Change "whole pixels" to "integer pixels" in the rows, starting at the line containing "Outline every instance of the blue tile." and continuing through the end of the rows, and leave everything else as it is. Give back only that part, without the pictures.

__Dataset records__:
----------
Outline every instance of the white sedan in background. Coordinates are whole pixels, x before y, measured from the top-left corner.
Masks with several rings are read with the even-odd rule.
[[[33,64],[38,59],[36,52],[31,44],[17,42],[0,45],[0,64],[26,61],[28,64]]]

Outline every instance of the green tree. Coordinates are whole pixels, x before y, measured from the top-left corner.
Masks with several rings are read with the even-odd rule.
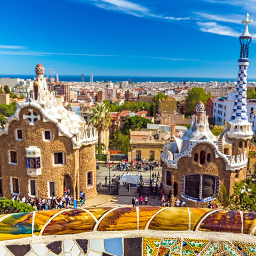
[[[206,100],[211,97],[211,93],[206,93],[202,88],[194,87],[188,92],[185,100],[186,114],[192,115],[196,107],[196,104],[202,101],[205,105]]]
[[[211,130],[213,135],[218,136],[220,133],[223,131],[224,127],[220,125],[214,125],[214,127]]]
[[[124,151],[127,154],[129,150],[129,135],[123,134],[120,130],[117,130],[113,134],[113,138],[110,140],[109,147],[115,147]]]
[[[121,131],[123,134],[129,135],[129,130],[140,131],[142,128],[147,128],[147,124],[152,124],[152,122],[140,116],[130,116],[126,118],[123,126],[121,128]]]
[[[104,100],[103,103],[105,104],[106,108],[109,108],[110,101],[109,100]]]
[[[12,102],[9,105],[0,104],[0,114],[5,116],[12,116],[16,110],[16,102]]]
[[[11,92],[10,90],[10,87],[8,85],[4,85],[4,91],[5,93],[10,93]]]
[[[89,124],[97,128],[98,131],[98,147],[100,148],[100,133],[111,124],[108,108],[104,103],[98,103],[96,108],[92,108],[92,114],[89,116]]]
[[[10,92],[10,97],[11,99],[17,99],[18,98],[18,95],[17,94],[14,93],[13,92]]]
[[[253,175],[235,183],[234,193],[228,195],[221,187],[217,200],[225,209],[256,212],[256,177]]]
[[[254,88],[247,89],[247,99],[256,99],[256,92]]]
[[[29,212],[35,211],[29,204],[26,205],[19,201],[13,201],[6,197],[0,198],[0,214],[15,212]]]
[[[156,95],[154,96],[152,100],[152,105],[154,108],[154,116],[156,116],[156,113],[158,112],[159,109],[159,100],[166,100],[168,99],[168,95],[159,92]]]
[[[4,125],[5,124],[6,124],[5,116],[3,115],[0,114],[0,125],[1,125],[0,126],[3,127],[3,125]]]

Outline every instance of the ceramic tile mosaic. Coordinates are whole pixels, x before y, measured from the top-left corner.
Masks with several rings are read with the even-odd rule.
[[[256,244],[250,243],[234,242],[233,244],[237,247],[244,255],[256,255]]]
[[[0,256],[256,256],[255,244],[195,238],[132,237],[57,241],[0,246]]]
[[[205,218],[200,231],[220,231],[241,233],[242,220],[238,211],[219,211]]]
[[[251,234],[256,230],[256,213],[149,206],[49,210],[0,216],[0,241],[33,235],[147,229]]]
[[[105,252],[116,256],[123,255],[123,241],[120,238],[109,238],[104,240]]]

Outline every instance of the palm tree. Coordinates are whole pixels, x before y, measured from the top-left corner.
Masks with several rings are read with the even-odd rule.
[[[104,103],[97,103],[96,108],[92,108],[92,113],[89,116],[89,124],[97,128],[98,131],[98,147],[100,150],[100,133],[111,124],[111,117],[109,116],[109,109]]]

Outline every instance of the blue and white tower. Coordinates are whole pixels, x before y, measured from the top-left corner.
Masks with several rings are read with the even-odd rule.
[[[252,124],[248,122],[246,108],[247,68],[249,65],[249,44],[252,40],[248,26],[252,23],[247,13],[246,19],[242,21],[245,24],[244,31],[240,36],[240,58],[238,60],[239,70],[236,85],[236,99],[233,106],[230,120],[227,122],[226,129],[229,138],[249,139],[253,134]]]

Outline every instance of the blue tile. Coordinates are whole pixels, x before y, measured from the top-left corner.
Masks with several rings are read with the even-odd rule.
[[[104,240],[105,252],[116,256],[123,255],[122,238],[110,238]]]

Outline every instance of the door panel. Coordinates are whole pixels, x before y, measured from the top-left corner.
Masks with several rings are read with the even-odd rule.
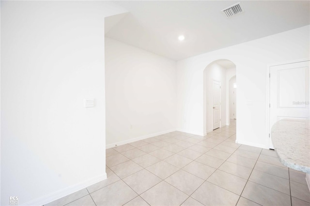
----------
__Result__:
Outline every instance of the blue tile. Coordinates are integer pixels, x before y, measured from the top-left corner.
Masks with several rings are read with the even-odd rule.
[[[104,240],[105,252],[116,256],[123,255],[122,238],[110,238]]]

Outline every instance of the door panel. Coordinates are integer pixels, x before y, measured from the top-left corner.
Masks with several rings are read with the even-odd rule.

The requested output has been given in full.